The National AIDS Control Organisation (NACO) will soon launch seven state-of-the-art “centres of excellence” across the country to expedite its ongoing treatment programmes for AIDS-affected children.
In the first phase, to be launched on November 30, Delhi, Mumbai, Kolkata, Bangalore, Chennai, Hyderabad and Imphal will each have a centre offering services free of cost. The centre in Delhi will be at Kalawati Saran Children’s Hospital. UPA Chairperson Sonia Gandhi will inaugurate the centre in the presence of former US president Bill Clinton.
Explaining the importance of the new centres in the fight against AIDS in children, Dr AK Dutta, Medical Superintendent of Kalawati Saran Children's’ Hospital, said that the centre would, for the first time, help in diagnosing AIDS in children within 18 months of their birth. “Also, they will offer free treatment for those infectious diseases which only AIDS patients are vulnerable to. Most of the diagnostic centres in India are not capable of providing treatment for these unusual infections at present,” he said.
All the pediatric anti-retroviral therapy (ART) centres run by NACO in North India will refer their cases to this centre. Dutta said the centres would be “a step ahead of the present AIDS fighting mechanisms.”
The importance of the centres also lies in the fact that children undergoing treatment at, for instance, the pediatric ART centres in Ram Manohar Lohia Hospital or the All India Institute of Medical Sciences, will no longer have to be physically present for tests and examinations.

PROBLEM SET ▸
a) According to the article on NACO's new centres, where will the Delhi centre be located?
b) From the article on NACO's new centres, copy the passage between "In the first" and "president Bill Clinton.", inclusive.

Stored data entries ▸

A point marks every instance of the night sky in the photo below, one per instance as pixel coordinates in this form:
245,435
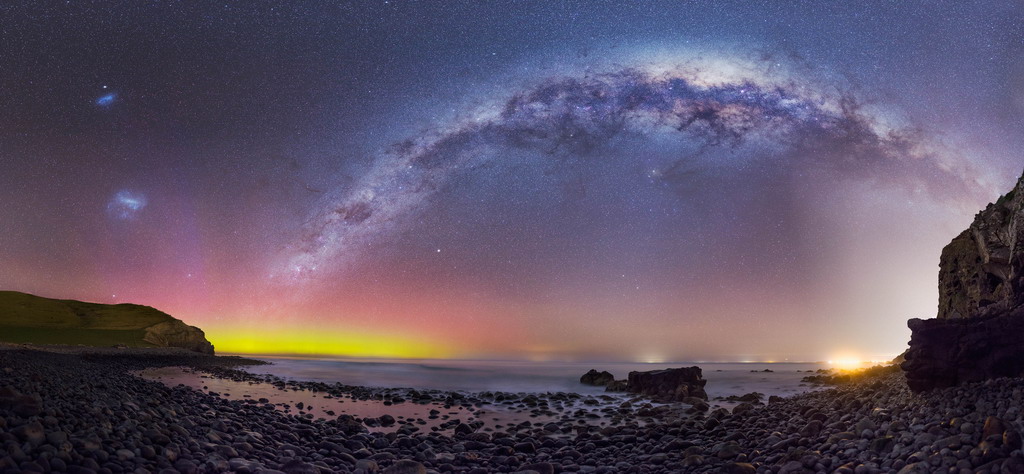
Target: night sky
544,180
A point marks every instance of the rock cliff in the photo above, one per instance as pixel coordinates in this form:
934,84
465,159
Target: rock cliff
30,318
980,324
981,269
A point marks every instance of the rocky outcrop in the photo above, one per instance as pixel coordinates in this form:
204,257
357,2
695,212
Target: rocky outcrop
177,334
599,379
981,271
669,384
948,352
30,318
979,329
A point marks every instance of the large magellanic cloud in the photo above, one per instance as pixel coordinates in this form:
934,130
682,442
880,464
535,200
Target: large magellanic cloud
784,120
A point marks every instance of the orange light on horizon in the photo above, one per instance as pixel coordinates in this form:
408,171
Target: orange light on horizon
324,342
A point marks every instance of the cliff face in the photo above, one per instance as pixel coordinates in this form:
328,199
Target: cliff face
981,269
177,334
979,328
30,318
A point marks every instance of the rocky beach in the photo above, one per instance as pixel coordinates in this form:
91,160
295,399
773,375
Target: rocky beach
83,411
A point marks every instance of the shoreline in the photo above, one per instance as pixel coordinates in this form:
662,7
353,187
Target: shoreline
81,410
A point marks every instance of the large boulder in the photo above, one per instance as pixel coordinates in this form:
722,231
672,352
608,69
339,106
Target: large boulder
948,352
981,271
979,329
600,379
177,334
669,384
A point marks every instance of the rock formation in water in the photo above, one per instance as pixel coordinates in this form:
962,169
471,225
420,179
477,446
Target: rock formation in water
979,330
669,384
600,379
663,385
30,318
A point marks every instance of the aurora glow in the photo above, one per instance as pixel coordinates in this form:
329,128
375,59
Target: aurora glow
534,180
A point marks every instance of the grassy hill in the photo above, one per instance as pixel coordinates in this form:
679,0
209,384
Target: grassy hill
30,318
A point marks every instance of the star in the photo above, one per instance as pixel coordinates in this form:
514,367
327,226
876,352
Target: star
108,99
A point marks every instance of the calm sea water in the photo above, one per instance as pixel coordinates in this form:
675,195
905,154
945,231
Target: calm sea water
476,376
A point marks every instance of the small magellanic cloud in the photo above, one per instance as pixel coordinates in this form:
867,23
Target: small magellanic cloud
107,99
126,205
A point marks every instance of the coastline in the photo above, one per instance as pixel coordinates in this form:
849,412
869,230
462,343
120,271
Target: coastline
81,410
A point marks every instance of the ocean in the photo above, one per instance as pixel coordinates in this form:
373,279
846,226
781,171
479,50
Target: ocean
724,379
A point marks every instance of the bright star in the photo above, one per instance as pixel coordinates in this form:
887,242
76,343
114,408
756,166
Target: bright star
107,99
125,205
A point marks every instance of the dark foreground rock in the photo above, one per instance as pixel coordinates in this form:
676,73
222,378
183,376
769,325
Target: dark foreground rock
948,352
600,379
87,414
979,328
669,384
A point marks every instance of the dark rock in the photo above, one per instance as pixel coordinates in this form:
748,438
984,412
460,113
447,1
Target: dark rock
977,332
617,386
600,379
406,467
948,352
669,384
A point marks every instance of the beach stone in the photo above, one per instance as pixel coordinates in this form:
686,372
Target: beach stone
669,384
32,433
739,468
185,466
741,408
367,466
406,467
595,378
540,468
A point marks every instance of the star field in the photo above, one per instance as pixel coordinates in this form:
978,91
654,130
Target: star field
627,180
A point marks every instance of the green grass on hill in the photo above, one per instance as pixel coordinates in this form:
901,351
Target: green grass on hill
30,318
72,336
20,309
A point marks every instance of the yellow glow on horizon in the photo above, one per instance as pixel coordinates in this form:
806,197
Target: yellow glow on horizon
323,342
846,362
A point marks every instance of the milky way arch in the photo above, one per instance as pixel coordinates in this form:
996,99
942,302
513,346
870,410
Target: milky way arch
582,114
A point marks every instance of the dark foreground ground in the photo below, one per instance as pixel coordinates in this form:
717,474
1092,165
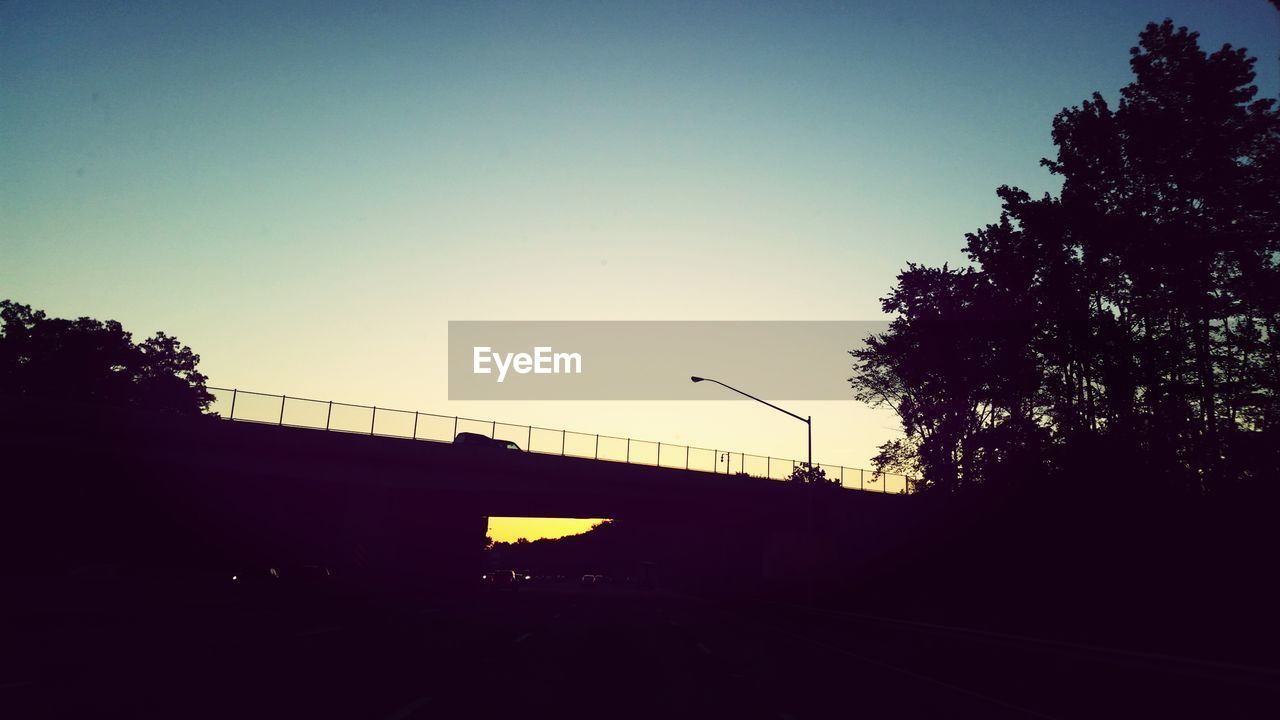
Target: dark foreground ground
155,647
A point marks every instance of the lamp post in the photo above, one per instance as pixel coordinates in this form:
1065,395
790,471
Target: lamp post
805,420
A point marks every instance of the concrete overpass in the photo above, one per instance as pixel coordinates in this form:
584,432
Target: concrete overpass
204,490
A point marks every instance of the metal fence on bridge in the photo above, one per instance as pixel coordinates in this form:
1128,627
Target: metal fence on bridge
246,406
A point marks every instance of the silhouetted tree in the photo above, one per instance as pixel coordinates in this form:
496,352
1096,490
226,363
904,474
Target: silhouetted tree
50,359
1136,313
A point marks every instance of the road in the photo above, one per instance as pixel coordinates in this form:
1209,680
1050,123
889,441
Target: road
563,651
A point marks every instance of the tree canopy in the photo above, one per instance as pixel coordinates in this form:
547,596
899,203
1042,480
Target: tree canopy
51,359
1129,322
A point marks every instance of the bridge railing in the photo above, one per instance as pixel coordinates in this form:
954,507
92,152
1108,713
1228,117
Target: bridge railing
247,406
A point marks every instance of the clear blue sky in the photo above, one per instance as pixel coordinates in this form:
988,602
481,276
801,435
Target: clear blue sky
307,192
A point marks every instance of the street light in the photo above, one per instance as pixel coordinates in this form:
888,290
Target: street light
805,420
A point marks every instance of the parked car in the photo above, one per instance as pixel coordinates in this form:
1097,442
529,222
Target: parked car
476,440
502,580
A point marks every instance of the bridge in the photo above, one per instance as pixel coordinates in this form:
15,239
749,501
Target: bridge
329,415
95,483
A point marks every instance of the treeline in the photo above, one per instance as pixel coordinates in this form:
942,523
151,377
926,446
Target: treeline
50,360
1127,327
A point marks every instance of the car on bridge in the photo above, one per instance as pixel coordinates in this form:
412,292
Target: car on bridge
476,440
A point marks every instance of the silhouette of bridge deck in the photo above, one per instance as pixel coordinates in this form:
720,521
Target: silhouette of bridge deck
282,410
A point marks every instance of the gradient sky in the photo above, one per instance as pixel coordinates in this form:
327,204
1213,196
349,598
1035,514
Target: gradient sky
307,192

RESPONSES ▸
a) At Kalawati Saran Children's Hospital.

b)
In the first phase, to be launched on November 30, Delhi, Mumbai, Kolkata, Bangalore, Chennai, Hyderabad and Imphal will each have a centre offering services free of cost. The centre in Delhi will be at Kalawati Saran Children’s Hospital. UPA Chairperson Sonia Gandhi will inaugurate the centre in the presence of former US president Bill Clinton.